SELECTED PASSAGE:

# Rear Brake Shoes



## wrongway (Mar 19, 2014)

I didn't worry about this when I put new brake pads on my Hercules, but now I'm working on my wife's Huffy Sportsman and I got wondering about it. Is it important that I find brake pads with this.....'stop tab' thing?


----------



## rustjunkie (Mar 19, 2014)

Dunno if they were there to actually stiffen up the caliper by bracing against the frame when under load or to satisfy a safety requirement, but for casual riding my guess would be they're not absolutely needed.
Can't tell from the pic, but sometimes the tab/brace is removable and can be reinstalled with new shoes.


----------



## videoranger (Mar 26, 2014)

forget about 'em. If you really are concerned about stopping use kool stop continentals red compound pads, big improvement.


----------



## detroitbike (Mar 26, 2014)

*Please don't give the Wrong Answer....*



videoranger said:


> forget about 'em. If you really are concerned about stopping use kool stop continentals red compound pads, big improvement.




  These help prevent the brake shoes from diving under the frame when the brake pads are worn down which
 can lock up the rear wheel. I've pried many of a set of bent up brake calipers from between the rim and frame in the last
 40+ years of fixing bikes. I learned my lesson back in the 70's as a young inexperienced bike repairman. If they are missing
 on a bike I will PUT THEM ON.
     If you want to be violently thrown off of the bike , Leave 'em off.


----------



## fat tire trader (Mar 26, 2014)

Depending upon how stiff the brake is, they may be helpful. You should be able to replace the rubber and keep the holders. The rubber slides in. If there is still a lot of rubber left, you can try sanding the braking surface. If your local bike shop can't help you get the replacement pads, contact me.


----------



## wrongway (Apr 7, 2014)

Do they make refills for these? I can't seem to find them online.


----------



## fat tire trader (Apr 7, 2014)

Please support your local independent bike shop. If they can't help, contact me.
http://www.koolstop.com/english/rim_pads.html


----------



## SirMike1983 (Apr 8, 2014)

fat tire trader said:


> Please support your local independent bike shop. If they can't help, contact me.
> http://www.koolstop.com/english/rim_pads.html




Fat Tire your PM is full, so I'll try here:

Maybe you know the answer to this off hand. Do the Kool Stop Campi slip-in blocks fit the old Raleigh Sports sized brake block holders? I have several Raleigh Sports type metal holders but the pads are petrified. I was looking at finding blocks that are drop-in replacements, but I haven't brought myself to gamble the money on the Campi slip in blocks because I was afraid they would not fit. I'm trying to get some good, new blocks to use in the vintage metal holders. The local shops stock only modern stuff here. I've just been replacing old brakes with new, generic type brake pads/holders.


----------



## rhenning (Apr 8, 2014)

Buy Kool Stop Continenal shoes in salmon color and they come in holders very similar to the originals Raleigh used.  Just bolt them on.  Roger


----------



## wrongway (Apr 9, 2014)

The guy at the bike shop said that I could just file them down a little and re-use them so I might try that.


----------

WRITTEN EXERCISE A: State how many lines of the listing contain the string "ncert", giving only the number.
The brake shoe thread and the listing were drawn from separate sources.

EXERCISE INPUT:

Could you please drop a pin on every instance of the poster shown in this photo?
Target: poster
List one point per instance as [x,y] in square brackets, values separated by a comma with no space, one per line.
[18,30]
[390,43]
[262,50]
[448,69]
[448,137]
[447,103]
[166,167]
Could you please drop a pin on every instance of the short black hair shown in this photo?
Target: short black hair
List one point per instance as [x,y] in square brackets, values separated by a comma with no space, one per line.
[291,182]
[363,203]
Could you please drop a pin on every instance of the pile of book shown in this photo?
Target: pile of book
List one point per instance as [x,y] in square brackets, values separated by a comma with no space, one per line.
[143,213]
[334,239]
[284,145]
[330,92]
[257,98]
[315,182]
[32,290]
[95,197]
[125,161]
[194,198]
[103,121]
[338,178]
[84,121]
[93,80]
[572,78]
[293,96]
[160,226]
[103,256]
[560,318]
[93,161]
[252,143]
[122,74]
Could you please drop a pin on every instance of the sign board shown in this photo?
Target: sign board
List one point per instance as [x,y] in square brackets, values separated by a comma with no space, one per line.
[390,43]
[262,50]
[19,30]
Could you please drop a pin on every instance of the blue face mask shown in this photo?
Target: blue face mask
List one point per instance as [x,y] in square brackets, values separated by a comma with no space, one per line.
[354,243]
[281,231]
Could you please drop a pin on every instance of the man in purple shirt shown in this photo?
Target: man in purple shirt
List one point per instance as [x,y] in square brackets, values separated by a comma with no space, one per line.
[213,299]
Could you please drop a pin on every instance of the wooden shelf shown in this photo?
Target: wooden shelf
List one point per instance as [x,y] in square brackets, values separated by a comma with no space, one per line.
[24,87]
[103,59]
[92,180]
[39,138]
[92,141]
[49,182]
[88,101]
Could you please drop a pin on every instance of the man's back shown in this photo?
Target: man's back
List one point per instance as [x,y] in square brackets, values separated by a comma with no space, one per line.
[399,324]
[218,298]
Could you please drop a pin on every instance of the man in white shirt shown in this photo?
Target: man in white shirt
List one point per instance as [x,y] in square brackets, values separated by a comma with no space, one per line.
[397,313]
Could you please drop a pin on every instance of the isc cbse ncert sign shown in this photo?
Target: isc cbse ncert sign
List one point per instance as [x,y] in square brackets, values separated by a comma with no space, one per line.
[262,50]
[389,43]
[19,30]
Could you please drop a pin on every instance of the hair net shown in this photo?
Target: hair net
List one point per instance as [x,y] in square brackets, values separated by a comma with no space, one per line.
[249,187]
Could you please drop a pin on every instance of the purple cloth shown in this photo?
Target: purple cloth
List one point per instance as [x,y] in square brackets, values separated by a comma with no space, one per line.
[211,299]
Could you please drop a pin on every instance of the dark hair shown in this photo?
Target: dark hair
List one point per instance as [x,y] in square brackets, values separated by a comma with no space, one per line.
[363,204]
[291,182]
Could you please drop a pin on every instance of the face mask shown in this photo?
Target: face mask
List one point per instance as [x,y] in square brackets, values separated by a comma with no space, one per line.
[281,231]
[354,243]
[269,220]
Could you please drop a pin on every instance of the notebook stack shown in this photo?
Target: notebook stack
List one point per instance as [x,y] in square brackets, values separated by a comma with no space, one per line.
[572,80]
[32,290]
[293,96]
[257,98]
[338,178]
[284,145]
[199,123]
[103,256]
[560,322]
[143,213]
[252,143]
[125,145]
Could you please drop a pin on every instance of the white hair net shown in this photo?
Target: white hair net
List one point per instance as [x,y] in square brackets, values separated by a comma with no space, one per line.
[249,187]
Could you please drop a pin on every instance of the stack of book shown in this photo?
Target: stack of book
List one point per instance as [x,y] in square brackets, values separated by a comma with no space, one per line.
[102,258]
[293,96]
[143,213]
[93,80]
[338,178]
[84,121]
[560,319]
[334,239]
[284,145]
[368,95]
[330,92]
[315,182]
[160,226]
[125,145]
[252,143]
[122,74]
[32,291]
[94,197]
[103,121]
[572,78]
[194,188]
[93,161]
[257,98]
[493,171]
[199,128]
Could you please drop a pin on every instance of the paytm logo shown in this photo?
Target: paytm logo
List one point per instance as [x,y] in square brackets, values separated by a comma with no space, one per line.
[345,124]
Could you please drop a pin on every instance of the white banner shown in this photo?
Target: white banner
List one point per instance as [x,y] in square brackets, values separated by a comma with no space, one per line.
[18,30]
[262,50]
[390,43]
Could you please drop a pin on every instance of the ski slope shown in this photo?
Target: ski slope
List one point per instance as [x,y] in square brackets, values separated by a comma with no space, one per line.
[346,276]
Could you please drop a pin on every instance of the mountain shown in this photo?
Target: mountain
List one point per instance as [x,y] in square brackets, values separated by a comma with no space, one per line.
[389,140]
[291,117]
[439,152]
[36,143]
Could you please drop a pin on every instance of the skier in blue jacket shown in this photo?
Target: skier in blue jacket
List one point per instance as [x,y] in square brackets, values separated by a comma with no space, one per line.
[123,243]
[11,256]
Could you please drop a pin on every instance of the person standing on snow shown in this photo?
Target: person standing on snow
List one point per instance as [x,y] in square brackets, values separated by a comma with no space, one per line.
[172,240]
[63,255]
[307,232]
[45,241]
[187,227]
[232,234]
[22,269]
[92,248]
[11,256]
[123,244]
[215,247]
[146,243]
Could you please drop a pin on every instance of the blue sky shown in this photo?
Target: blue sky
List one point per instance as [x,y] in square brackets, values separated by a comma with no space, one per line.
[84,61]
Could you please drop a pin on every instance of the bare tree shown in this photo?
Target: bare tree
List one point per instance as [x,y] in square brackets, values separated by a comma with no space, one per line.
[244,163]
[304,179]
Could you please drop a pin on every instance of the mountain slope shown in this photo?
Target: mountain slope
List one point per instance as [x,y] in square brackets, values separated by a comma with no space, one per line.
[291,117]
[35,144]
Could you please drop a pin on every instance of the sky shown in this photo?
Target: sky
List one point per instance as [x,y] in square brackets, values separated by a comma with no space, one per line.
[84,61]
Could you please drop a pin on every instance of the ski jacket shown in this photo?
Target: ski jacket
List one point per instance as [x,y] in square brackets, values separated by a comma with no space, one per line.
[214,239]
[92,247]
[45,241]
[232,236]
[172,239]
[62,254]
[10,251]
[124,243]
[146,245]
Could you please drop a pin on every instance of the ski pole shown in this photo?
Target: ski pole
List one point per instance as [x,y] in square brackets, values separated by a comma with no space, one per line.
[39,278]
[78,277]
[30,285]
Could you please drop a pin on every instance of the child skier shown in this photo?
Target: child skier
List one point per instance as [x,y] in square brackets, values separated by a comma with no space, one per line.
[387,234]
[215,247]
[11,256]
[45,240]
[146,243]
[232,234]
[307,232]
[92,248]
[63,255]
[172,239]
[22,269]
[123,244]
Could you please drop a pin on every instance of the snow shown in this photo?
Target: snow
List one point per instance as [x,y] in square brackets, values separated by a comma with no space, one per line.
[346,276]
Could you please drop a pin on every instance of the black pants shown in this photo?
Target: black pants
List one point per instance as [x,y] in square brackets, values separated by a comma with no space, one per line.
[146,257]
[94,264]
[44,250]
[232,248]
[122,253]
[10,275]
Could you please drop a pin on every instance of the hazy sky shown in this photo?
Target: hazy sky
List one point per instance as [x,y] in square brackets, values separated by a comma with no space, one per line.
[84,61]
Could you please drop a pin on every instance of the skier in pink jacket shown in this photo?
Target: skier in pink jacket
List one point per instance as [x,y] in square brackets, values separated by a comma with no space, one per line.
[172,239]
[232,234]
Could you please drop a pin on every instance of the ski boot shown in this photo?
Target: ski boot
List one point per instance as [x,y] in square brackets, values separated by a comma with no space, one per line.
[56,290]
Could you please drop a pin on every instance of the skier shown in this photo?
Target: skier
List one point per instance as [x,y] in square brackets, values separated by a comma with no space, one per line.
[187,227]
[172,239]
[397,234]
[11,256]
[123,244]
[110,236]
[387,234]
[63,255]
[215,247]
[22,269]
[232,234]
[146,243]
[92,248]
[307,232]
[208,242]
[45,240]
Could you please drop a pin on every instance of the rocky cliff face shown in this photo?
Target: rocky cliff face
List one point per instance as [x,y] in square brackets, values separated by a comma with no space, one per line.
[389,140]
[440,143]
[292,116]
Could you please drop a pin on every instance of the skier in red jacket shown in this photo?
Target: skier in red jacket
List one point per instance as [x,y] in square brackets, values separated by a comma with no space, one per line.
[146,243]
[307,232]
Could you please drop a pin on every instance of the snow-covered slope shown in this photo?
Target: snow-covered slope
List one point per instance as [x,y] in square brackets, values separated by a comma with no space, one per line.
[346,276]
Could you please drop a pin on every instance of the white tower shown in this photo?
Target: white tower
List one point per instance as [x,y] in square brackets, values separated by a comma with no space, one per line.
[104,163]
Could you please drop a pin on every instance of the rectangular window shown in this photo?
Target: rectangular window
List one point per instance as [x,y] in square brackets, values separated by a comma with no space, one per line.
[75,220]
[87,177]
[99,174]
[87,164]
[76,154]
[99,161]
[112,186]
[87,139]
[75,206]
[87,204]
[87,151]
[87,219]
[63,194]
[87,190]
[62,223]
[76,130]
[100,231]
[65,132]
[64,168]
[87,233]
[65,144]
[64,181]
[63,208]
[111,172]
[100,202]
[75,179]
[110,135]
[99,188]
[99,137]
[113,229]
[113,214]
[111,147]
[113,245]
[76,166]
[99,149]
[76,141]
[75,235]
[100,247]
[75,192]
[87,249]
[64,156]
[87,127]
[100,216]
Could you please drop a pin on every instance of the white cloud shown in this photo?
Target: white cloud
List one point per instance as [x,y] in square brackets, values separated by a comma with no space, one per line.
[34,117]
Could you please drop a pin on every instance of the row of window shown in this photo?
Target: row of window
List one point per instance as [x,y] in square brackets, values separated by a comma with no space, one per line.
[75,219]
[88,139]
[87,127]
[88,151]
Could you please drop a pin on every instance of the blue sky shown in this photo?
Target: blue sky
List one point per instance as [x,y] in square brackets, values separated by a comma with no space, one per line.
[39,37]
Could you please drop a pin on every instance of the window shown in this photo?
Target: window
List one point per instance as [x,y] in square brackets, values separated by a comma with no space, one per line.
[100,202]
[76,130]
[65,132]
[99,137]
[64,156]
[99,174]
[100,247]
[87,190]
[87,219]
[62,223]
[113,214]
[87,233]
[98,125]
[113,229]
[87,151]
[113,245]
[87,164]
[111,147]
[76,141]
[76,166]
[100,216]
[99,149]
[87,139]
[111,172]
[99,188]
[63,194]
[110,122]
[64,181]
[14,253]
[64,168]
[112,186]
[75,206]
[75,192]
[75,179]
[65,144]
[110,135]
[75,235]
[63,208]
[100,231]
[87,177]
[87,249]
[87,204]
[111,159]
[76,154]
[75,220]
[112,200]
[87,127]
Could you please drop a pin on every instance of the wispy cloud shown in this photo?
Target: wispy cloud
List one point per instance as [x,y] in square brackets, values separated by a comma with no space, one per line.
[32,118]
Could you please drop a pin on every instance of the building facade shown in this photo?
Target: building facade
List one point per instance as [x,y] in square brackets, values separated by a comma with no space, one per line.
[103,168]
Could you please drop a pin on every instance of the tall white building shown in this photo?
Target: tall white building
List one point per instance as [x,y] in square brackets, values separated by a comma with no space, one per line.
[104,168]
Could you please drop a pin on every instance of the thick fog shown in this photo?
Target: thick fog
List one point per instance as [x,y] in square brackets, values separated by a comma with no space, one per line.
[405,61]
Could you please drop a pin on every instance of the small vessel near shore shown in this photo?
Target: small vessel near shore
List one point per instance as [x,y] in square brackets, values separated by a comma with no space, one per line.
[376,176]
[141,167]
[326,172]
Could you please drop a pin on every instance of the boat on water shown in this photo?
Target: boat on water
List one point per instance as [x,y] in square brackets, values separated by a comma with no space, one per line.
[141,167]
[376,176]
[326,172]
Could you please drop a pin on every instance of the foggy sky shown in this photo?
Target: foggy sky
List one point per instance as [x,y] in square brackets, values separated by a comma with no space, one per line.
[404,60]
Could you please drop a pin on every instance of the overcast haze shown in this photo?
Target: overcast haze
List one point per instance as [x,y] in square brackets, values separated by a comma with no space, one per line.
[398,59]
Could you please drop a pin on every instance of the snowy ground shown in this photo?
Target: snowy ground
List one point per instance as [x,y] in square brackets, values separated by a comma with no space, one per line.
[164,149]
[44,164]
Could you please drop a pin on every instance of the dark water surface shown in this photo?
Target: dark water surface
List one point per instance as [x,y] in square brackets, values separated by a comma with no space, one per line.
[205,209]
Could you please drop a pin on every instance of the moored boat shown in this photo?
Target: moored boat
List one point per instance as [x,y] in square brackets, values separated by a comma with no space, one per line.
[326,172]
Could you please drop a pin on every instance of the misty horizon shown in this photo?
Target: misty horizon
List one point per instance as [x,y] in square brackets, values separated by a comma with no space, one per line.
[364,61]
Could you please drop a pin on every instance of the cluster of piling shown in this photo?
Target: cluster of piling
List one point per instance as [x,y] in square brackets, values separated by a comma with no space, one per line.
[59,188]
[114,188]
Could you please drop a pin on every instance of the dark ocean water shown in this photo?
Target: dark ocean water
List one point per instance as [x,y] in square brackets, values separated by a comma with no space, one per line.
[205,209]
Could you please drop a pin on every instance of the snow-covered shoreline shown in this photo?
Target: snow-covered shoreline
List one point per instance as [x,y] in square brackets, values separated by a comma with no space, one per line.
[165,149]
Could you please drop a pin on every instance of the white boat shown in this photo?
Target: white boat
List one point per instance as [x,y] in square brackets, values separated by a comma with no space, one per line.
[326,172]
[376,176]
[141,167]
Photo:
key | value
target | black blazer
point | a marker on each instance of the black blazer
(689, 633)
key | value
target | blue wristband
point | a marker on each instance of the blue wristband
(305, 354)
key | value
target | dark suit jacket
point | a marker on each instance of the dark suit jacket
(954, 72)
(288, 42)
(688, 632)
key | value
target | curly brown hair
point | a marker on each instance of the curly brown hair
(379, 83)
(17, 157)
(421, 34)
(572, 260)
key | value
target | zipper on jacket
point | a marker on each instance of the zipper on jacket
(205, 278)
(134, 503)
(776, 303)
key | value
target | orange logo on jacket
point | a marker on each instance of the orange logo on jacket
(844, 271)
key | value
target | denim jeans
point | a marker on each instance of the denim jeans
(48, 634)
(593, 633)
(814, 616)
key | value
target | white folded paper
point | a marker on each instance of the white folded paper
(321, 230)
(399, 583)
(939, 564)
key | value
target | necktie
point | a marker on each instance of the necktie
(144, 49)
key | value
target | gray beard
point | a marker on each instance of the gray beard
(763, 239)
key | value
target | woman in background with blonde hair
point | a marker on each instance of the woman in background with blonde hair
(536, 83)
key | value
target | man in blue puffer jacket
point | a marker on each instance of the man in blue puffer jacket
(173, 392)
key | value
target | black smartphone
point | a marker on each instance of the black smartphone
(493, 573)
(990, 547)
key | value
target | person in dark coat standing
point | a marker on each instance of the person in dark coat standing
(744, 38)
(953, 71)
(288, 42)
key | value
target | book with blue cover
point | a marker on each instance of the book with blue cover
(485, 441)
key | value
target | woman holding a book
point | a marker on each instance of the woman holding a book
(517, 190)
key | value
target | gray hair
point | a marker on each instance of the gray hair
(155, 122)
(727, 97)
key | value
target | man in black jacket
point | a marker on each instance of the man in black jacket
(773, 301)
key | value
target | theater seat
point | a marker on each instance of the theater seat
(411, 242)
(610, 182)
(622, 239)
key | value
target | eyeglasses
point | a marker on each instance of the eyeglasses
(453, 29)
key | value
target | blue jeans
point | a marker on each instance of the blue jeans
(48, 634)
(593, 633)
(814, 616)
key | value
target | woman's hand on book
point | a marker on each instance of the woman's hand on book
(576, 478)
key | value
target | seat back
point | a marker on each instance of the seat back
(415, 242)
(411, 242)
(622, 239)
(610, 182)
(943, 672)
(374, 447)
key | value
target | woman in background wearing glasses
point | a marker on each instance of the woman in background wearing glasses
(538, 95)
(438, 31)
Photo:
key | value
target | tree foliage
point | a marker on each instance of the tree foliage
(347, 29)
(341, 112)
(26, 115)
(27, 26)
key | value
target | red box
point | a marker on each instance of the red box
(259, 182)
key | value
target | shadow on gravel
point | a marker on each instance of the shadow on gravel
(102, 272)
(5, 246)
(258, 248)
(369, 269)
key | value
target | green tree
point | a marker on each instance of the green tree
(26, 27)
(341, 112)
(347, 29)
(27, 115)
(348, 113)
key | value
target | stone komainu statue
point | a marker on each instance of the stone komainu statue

WRITTEN EXERCISE B: Change "Hercules" to "Schwinn" in the brake shoe thread, starting at "I didn't worry" and ending at "not absolutely needed.", and write out that stretch.

FULL ANSWER A: 2

FULL ANSWER B:
I didn't worry about this when I put new brake pads on my Schwinn, but now I'm working on my wife's Huffy Sportsman and I got wondering about it. Is it important that I find brake pads with this.....'stop tab' thing?


----------



## rustjunkie (Mar 19, 2014)

Dunno if they were there to actually stiffen up the caliper by bracing against the frame when under load or to satisfy a safety requirement, but for casual riding my guess would be they're not absolutely needed.